Begin MATERIALS PROVIDED
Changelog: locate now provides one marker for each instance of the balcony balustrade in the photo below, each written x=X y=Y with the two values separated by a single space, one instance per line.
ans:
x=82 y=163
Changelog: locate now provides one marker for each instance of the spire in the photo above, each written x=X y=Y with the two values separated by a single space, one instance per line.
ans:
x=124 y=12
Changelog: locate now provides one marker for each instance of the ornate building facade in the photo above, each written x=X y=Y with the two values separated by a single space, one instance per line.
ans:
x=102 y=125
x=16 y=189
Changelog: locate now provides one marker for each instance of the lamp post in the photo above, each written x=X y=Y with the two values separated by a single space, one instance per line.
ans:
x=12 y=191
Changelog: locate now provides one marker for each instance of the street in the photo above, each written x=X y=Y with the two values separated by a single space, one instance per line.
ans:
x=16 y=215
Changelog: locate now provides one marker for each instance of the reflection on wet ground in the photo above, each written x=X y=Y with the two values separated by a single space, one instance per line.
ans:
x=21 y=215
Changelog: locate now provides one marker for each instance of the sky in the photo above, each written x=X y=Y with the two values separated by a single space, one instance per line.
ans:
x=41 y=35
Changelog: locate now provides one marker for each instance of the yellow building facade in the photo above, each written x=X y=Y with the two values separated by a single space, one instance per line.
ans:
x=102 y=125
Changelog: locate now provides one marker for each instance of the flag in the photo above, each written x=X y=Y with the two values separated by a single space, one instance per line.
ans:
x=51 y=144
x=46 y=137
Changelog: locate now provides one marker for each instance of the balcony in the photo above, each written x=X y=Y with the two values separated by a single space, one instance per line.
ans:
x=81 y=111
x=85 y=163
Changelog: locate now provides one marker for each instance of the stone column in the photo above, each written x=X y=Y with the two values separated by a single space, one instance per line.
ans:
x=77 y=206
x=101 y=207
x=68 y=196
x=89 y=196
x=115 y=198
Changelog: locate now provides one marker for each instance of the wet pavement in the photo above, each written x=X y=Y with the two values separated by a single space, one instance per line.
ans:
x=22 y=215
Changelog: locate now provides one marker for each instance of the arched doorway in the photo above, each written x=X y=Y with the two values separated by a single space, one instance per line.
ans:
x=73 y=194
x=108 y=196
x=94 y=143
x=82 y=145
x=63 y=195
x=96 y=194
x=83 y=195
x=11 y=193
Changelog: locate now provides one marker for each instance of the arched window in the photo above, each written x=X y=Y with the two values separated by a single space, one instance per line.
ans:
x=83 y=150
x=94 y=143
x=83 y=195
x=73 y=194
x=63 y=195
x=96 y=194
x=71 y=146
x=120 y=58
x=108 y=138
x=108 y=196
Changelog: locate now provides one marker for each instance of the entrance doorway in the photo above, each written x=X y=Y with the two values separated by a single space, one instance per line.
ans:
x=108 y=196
End MATERIALS PROVIDED
## SET EXERCISE:
Rewrite every line of the data above, changing "marker" to "pin" and keeping everything else the same.

## OUTPUT FOR THIS TASK:
Changelog: locate now provides one pin for each instance of the balcony balustrade in the photo below, each written x=X y=Y with the two values separated by a single space, one instance per line.
ans:
x=82 y=163
Changelog: locate now provides one pin for each instance of the spire in the photo above, each written x=X y=Y with the two values separated by a single space, one instance per line.
ans:
x=124 y=12
Changelog: locate now provides one pin for each instance of the ornate building facade in the photo above, each written x=X y=Y with the two values separated by a single space, one instance per line.
ans:
x=102 y=125
x=16 y=189
Changelog: locate now provides one pin for each instance of the lamp post in the photo above, each written x=X y=Y with the two values separated by a single space, one instance per line.
ans:
x=12 y=191
Changelog: locate now provides one pin for each instance of the street in the photo above, each written x=X y=Y with the two values separated by a single space, one instance per line.
ans:
x=16 y=215
Changelog: locate now provides one pin for each instance of the reflection on wet ground in the photo above, each written x=X y=Y with the two values separated by a single space, one instance per line.
ans:
x=21 y=215
Changelog: locate now provides one pin for each instance of the sky in the photo above, each written x=X y=Y with the two values separated by a single space, one instance per line.
ans:
x=41 y=35
Changelog: locate now provides one pin for each instance of the yellow building facade in the photo above, each written x=X y=Y with the two values separated by a single space, one instance per line.
ans:
x=102 y=125
Changelog: locate now provides one pin for each instance of the flag in the photo above, each written x=X y=Y with the two values separated by a single space, one instance per line.
ans:
x=51 y=144
x=46 y=137
Changelog: locate now provides one pin for each instance of the balcony in the photo above, each written x=X y=Y with the two values separated by a single space, one instance per line.
ans:
x=81 y=111
x=85 y=163
Changelog: locate now provides one pin for each instance of the stone column in the photo above, each written x=X y=Y with the two values separated by a single space, one instance per line.
ans:
x=77 y=206
x=101 y=207
x=68 y=196
x=89 y=196
x=115 y=198
Changelog: locate now provides one pin for each instance of the wet pavement in the photo above, each written x=X y=Y with the two values separated by a single space, one instance per line.
ans:
x=22 y=215
Changelog: locate now provides one pin for each instance of the arched doorway in the photo above, each written x=X y=Y with the two values separated by a single space, one instance per line.
ans:
x=73 y=194
x=108 y=196
x=94 y=143
x=82 y=145
x=63 y=195
x=96 y=194
x=83 y=195
x=11 y=193
Changelog: locate now provides one pin for each instance of the arched window in the photo above, each written x=X y=Y with the two values separated by a single space, one instance per line.
ans:
x=83 y=150
x=94 y=143
x=83 y=195
x=73 y=194
x=63 y=195
x=96 y=194
x=71 y=146
x=120 y=58
x=108 y=138
x=108 y=196
Changelog: locate now provides one pin for each instance of the entrance doorway in the photo above, each written x=X y=Y with the two values separated by a single space, one instance per line.
ans:
x=108 y=196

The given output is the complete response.